_Extract_
-- START --
The system attains highly efficient plasma operation in a compact
substrate process module that can attain excellent characteristics
for etching, depositing or sputtering of semiconductor wafers as
represented by high etch rate, high uniformity, high selectivity,
high anisotropy, and low damage. The system achieves high density
and highly uniform plasma operation at low pressure for etching
substrates and for deposition of films on to substrates.
Additionally, the system is capable of operating with a wide
variety of gases and combinations of gases, including highly
reactive and corrosive gases.
BRIEF DESCRIPTION OF THE DRAWINGS
[0014] FIG. 1 shows an exemplary pulsed plasma processing system
with a processing chamber.
[0015] FIG. 2 shows a flowchart of one exemplary semiconductor
manufacturing process using the system of FIG. 1.
[0016] FIGS. 3A-3B show exemplary pulse generator embodiments.
[0017] FIG. 4 shows a multi-chamber semiconductor processing
system.
[0018] FIG. 5 shows an exemplary an apparatus for liquid and vapor
precursor delivery.
[0019] FIGS. 6A-6B show two operating conditions of an embodiment
to perform barrier pulsed plasma atomic layer deposition.
DESCRIPTION
[0020] FIG. 1 shows an exemplary pulsed plasma processing system
100 with a processing chamber 102. The process chamber 102 has a
chamber body enclosing components of the process chamber such as a
chuck 103 supporting a substrate 105. The process chamber typically
maintains vacuum and provides a sealed environment for process
gases during substrate processing. On occasions, the process
chamber needs to be periodically accessed to cleanse the chamber
and to remove unwanted materials cumulating in the chamber. To
support maintenance for the process chamber, an opening is
typically provided at the top of the process chamber that is
sufficiently large to provide access to the internal components of
the process chamber.
-- END --
_Instructions to follow_
Extend the description of the pulsed plasma processing system, picking up after its last sentence about the opening at the top of the process chamber. The data that follows comes from a separate source and is unrelated to the plasma processing text.

_Information provided_
-- START --
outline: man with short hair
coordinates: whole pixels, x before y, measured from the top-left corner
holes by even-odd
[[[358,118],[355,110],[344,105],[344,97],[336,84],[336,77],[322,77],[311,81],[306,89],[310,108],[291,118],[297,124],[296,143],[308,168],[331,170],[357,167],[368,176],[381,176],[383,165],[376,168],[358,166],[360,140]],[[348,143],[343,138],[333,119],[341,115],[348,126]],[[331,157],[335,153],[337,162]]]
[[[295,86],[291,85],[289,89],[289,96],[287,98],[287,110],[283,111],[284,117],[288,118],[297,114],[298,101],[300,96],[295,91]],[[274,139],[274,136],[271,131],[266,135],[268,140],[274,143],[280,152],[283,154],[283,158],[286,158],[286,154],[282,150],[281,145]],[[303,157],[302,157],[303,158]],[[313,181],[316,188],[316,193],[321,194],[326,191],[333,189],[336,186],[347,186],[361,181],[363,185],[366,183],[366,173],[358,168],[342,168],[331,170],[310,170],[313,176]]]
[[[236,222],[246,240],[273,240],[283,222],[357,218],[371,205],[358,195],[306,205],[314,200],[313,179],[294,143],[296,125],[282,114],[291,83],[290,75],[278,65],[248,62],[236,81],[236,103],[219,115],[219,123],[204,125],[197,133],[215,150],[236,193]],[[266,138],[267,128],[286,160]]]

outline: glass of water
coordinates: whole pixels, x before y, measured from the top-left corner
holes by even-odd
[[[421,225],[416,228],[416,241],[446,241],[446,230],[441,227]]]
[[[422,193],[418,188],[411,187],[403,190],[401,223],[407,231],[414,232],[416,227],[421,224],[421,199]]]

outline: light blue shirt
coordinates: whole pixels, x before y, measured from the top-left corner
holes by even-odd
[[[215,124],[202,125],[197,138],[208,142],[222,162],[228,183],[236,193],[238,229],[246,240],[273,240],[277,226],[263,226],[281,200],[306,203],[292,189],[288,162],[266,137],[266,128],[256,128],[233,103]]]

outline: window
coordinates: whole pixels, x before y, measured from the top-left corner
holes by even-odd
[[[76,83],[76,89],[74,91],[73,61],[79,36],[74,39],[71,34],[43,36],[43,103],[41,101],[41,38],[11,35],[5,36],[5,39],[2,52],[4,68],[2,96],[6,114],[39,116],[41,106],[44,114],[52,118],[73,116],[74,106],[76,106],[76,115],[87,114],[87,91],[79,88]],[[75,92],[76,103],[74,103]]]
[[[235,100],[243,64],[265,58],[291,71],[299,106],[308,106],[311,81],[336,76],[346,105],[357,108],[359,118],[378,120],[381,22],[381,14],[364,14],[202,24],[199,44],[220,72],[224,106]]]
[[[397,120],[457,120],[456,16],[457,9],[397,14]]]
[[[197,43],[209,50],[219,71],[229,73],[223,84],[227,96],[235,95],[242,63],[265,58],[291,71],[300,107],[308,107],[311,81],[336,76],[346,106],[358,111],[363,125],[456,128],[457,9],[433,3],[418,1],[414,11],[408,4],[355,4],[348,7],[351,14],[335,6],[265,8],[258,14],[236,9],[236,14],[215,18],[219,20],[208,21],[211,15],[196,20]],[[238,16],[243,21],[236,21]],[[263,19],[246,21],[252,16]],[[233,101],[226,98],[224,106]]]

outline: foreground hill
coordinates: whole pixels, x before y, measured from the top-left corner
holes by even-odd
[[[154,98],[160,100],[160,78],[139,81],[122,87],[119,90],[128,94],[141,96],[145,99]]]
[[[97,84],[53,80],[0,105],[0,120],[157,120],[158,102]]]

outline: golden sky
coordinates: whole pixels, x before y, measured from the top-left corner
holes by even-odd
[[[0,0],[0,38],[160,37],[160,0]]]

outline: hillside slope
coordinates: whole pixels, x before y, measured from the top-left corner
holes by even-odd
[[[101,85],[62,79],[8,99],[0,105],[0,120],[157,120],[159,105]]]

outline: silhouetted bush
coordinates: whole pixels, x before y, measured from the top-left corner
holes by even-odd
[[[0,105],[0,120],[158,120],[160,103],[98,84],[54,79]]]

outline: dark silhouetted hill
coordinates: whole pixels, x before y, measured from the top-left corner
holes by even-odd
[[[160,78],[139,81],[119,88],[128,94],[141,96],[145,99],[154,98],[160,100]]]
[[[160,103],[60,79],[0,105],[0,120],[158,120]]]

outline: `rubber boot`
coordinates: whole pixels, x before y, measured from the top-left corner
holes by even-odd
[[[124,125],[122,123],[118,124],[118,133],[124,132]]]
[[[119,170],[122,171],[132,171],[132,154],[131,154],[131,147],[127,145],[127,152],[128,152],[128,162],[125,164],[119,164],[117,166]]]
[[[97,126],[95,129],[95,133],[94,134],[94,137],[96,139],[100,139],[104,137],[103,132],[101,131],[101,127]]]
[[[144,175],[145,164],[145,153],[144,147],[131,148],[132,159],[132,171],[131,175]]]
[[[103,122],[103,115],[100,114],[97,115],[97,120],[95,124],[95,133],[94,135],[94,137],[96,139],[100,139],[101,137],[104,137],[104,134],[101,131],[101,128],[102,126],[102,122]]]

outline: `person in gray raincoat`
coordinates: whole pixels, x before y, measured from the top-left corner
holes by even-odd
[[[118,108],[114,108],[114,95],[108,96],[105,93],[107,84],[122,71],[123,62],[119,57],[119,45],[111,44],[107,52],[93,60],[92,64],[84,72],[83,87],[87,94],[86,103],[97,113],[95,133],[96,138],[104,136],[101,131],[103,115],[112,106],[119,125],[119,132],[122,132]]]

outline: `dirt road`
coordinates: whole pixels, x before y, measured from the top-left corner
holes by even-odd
-- END --
_Answer below_
[0021] The chamber 102 includes a plasma excitation circuit 106
driven by a solid-state plasma generator 110 with fast ignition
capability. One commercially available plasma source is the Litmas
source, available from LITMAS Worldwide of Matthews, N.C. The
generator 110 includes a switching power supply 112 that is
connected to an alternating current (AC) line. The power supply 112
rectifies AC input and switches the AC input to drive an RF
amplifier 116. The RF amplifier 116 operates at a reference
frequency (13.56 MHz, for example) provided by a reference
frequency generator 104. The RF amplifier 116 drives current
through a power measurement circuit 118 that provides feedback
signals to a comparator 120 and to the reference frequency
generator 104. In this embodiment, power is measured only once, and
the information is used to control the RF amplifier 116 gain, as
well as a tuning system if needed. Power is then delivered to an
output match section 122, which directly drives the plasma
excitation circuit 106. In one embodiment, the plasma excitation
circuit 106 uses parallel plate electrodes in the chamber. However,
other equivalent circuits can be used, including an external
electrode of capacitance coupling or inductance coupling type, for
example.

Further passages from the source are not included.